DOCUMENT:
━━━━━━━━━━━━━━━━━━━━━━━━━━━━━━
4. The arbitration shall be conducted in a location to be
determined by a majority of the Arbitrators.
5. The Reinsured and the Reinsurer shall each pay that part of
the expense of arbitration, which shall be apportioned to it
by the arbitrators.
6. The award rendered by the arbitrators shall be final, and
judgment may be entered upon it in any court having
jurisdiction thereof.
7. The Arbitrators shall base their decision on the terms and
conditions of this Agreement and, as necessary, on the customs
and practices of the life reinsurance and life insurance
industries rather than on a strict interpretation of
applicable law.
XVI. IMPROPER SOLICITATION OF ANNUITY CONTRACT OWNERS
1. Neither party, nor any affiliate thereof, shall contact or
authorize any other person to contact owners of the annuity
contracts for the purpose of soliciting surrender of the
annuity contracts, conversion of the annuity contracts to
another form of insurance, making policy loans or withdrawals
without prior written approval of the other party.
XVII. DAC TAX - SECTION 1.842(g)(8) ELECTION
1. The Reinsurer and the Reinsured each acknowledge that it is
subject to taxation under Subchapter "L" of the Internal
Revenue Code of 1986 (The "Code").
2. The Reinsured and the Reinsurer hereby agree to the following
pursuant to Section 1.848-2(g)(8) of the Income Tax
Regulations issued December 1992, under Section 848 of the
Internal Revenue Code of 1986, as amended. This election shall
be effective for 1998 and for all subsequent taxable years for
which this Agreement remains in effect.
3. The terms used in this Article are defined by reference to
Regulation Section 1.848-2 in effect December 1992.
━━━━━━━━━━━━━━━━━━━━━━━━━━━━━━
SHORT TASK A: Name every distinct year that appears in the reinsurance agreement excerpt.
SHORT TASK B: Repeat the reinsurance agreement excerpt word for word, starting at "XVII. DAC TAX" and ending at "effect December 1992.".
━━━━━━━━━━━━━━━━━━━━━━━━━━━━━━
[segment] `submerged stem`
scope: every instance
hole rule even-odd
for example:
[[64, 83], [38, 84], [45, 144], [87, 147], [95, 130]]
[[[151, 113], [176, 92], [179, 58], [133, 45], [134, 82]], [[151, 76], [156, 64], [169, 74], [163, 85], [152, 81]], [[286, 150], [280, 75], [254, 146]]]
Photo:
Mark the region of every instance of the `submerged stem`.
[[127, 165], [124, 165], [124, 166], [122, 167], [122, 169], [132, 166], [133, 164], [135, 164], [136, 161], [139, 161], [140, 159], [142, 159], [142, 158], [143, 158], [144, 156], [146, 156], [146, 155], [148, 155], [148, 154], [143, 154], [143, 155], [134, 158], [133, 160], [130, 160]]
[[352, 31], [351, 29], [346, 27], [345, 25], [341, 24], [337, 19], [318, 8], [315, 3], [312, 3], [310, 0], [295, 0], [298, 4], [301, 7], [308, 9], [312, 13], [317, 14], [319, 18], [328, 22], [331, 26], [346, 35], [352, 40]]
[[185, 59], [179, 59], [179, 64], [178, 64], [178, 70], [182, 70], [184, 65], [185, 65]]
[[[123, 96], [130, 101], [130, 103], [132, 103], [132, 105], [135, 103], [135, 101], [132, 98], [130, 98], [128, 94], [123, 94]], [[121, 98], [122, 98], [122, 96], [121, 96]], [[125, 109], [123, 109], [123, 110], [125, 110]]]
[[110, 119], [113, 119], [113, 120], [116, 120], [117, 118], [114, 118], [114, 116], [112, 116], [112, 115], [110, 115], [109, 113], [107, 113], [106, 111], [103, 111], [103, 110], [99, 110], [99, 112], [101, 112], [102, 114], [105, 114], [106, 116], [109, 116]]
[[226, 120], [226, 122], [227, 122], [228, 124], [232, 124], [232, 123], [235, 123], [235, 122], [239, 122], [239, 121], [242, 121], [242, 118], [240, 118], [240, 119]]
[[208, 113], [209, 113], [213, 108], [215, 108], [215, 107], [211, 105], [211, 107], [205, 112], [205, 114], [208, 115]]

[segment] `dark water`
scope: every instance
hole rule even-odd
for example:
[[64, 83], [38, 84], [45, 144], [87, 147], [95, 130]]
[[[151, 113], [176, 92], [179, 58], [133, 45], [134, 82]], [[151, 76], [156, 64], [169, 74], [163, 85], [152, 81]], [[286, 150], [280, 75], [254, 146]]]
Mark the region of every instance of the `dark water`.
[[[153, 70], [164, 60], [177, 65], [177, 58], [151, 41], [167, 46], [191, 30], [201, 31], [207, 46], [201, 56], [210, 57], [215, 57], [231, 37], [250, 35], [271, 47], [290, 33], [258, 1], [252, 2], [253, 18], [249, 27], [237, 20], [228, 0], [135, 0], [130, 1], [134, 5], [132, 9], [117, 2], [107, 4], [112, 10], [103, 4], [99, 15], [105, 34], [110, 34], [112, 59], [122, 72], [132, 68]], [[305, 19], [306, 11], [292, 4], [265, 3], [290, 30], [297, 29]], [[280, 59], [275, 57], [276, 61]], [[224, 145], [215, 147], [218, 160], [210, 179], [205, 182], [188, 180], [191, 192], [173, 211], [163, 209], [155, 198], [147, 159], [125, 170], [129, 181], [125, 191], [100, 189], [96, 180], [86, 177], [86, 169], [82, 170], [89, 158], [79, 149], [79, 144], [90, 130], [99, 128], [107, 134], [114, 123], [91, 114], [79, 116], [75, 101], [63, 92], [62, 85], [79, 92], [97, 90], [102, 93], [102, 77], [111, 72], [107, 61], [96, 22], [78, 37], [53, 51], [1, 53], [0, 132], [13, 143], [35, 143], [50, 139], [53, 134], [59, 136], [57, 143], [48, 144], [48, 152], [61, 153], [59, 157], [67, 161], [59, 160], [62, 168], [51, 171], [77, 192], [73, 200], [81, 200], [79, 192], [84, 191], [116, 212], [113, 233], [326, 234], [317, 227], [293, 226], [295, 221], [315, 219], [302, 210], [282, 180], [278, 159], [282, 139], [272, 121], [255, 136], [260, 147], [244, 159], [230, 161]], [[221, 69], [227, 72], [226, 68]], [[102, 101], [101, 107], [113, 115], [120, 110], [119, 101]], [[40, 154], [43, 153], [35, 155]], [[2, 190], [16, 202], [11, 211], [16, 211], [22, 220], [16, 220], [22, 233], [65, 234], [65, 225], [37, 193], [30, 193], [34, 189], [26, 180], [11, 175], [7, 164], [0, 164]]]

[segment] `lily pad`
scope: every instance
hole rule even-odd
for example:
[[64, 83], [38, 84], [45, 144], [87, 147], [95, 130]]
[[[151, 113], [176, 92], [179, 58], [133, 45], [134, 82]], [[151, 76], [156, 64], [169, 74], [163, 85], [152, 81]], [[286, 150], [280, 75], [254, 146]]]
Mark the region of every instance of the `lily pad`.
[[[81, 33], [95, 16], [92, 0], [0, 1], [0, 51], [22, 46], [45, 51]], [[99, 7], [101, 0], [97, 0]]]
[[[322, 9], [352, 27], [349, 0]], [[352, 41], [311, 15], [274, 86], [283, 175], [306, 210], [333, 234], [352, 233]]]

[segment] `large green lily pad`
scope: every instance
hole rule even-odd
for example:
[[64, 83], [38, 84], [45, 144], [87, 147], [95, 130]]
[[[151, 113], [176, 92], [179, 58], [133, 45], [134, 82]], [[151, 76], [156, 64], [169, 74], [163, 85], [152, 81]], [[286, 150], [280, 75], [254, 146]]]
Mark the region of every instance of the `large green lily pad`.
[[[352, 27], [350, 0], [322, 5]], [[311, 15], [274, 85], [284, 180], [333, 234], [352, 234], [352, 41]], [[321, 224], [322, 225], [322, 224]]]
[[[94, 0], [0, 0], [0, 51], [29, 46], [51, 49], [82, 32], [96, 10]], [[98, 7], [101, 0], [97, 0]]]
━━━━━━━━━━━━━━━━━━━━━━━━━━━━━━
WRITTEN ANSWER A: 1986, 1992, 1998

WRITTEN ANSWER B:
XVII. DAC TAX - SECTION 1.842(g)(8) ELECTION
1. The Reinsurer and the Reinsured each acknowledge that it is
subject to taxation under Subchapter "L" of the Internal
Revenue Code of 1986 (The "Code").
2. The Reinsured and the Reinsurer hereby agree to the following
pursuant to Section 1.848-2(g)(8) of the Income Tax
Regulations issued December 1992, under Section 848 of the
Internal Revenue Code of 1986, as amended. This election shall
be effective for 1998 and for all subsequent taxable years for
which this Agreement remains in effect.
3. The terms used in this Article are defined by reference to
Regulation Section 1.848-2 in effect December 1992.